EXERCISE DETAILS
Your answer should consist of each line below that includes the word "blurred".

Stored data
--------------------------------------------------

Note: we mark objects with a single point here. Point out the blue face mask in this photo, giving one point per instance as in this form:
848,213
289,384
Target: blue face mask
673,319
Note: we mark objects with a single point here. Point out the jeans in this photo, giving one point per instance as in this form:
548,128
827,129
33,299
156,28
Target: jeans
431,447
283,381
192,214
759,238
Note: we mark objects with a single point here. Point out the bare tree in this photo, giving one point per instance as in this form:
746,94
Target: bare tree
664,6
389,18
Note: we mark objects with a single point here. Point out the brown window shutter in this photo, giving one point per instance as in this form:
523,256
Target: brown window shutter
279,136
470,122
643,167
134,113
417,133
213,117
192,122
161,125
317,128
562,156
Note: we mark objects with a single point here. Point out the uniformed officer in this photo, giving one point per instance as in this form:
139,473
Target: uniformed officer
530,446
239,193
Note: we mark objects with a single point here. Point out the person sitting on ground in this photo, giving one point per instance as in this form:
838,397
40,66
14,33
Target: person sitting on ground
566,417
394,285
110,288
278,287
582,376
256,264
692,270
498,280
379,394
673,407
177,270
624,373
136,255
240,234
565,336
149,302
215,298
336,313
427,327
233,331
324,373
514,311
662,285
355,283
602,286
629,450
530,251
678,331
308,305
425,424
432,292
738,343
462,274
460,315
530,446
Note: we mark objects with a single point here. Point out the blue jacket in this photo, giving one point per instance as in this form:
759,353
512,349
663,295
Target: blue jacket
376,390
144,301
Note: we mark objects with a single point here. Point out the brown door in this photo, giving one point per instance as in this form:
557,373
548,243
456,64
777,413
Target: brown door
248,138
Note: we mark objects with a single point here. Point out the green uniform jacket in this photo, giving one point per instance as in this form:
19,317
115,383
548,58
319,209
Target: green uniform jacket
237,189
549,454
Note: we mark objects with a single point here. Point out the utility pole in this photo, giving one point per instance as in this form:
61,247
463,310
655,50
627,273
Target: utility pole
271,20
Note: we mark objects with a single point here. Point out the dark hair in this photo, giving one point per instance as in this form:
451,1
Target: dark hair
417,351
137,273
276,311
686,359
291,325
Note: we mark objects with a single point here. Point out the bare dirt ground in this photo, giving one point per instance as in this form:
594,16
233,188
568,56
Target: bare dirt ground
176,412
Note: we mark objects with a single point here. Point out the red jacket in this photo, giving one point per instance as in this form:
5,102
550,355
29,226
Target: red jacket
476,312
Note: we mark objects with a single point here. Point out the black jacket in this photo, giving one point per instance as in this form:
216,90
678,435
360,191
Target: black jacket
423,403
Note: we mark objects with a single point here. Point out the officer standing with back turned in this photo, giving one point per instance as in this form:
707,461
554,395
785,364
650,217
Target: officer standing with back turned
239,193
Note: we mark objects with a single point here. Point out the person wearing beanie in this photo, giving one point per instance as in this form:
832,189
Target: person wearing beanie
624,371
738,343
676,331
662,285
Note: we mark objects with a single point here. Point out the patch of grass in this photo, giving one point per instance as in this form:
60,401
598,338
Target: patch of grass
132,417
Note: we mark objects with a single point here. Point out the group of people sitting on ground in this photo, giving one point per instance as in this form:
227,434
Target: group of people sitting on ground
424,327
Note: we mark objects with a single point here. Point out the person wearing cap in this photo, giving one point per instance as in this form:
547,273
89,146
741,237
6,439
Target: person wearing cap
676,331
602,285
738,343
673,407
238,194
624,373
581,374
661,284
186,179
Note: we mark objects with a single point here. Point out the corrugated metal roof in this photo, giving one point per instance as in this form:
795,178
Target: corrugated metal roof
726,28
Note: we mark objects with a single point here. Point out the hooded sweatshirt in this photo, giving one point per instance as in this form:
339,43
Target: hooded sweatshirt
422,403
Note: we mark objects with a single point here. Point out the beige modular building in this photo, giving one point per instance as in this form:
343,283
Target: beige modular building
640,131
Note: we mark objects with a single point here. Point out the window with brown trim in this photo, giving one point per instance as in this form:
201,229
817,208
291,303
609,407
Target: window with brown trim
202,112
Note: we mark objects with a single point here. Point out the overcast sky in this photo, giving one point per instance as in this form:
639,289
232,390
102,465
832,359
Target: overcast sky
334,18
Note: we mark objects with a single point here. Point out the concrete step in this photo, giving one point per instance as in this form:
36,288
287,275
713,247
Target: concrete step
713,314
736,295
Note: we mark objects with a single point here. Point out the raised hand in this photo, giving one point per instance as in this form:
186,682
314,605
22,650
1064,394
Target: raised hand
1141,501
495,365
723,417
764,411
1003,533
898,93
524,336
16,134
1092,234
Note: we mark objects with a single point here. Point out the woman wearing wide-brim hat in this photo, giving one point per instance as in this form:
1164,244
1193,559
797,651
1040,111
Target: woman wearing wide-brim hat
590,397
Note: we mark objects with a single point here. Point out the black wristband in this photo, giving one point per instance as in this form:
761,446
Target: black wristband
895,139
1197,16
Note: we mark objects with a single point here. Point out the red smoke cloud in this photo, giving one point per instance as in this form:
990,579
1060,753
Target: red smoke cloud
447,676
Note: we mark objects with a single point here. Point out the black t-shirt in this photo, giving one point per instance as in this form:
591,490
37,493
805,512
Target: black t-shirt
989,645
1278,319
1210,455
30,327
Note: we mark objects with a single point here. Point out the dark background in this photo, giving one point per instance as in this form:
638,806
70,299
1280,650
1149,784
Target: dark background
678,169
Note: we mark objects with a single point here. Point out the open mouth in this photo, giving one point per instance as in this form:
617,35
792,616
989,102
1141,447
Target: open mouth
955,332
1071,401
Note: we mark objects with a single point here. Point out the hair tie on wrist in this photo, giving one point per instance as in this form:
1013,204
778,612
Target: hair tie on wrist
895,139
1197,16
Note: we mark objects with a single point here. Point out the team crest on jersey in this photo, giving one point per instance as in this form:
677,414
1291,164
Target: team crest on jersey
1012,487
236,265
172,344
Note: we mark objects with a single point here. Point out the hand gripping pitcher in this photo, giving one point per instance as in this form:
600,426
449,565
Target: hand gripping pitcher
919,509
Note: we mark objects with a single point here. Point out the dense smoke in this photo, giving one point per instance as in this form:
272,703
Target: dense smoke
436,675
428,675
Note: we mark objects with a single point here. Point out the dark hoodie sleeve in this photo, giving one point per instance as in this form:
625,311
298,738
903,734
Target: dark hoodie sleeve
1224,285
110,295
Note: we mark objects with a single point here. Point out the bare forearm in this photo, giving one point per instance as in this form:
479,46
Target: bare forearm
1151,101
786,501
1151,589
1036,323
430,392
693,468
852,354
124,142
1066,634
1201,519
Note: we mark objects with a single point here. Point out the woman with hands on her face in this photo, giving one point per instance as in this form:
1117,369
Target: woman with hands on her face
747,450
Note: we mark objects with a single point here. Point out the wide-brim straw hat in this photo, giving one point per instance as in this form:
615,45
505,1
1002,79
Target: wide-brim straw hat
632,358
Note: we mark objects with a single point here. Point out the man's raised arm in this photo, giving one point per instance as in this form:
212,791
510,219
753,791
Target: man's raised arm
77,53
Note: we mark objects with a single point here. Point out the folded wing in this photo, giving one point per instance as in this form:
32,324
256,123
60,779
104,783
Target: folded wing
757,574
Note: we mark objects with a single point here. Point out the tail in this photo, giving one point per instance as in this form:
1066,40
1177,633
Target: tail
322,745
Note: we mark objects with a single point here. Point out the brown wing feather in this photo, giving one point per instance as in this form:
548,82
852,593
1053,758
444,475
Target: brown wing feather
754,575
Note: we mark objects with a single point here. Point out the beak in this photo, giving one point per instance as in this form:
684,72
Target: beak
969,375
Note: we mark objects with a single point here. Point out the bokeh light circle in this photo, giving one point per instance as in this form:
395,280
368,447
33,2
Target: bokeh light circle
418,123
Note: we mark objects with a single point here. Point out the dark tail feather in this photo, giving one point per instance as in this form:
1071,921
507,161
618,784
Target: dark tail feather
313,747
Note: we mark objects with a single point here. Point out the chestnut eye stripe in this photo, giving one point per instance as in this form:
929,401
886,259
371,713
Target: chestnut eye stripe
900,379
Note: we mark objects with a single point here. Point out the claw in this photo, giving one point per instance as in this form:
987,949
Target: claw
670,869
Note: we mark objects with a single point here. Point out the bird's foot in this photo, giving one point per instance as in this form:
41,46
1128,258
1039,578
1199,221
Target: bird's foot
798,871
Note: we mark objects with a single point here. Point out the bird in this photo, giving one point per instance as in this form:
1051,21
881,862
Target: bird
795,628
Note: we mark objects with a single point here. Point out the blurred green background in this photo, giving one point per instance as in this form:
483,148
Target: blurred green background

--------------------------------------------------

TASK OUTPUT
Note: we mark objects with a single point here. Point out the blurred green background in this photo, giving one point per instance as in this form:
Target: blurred green background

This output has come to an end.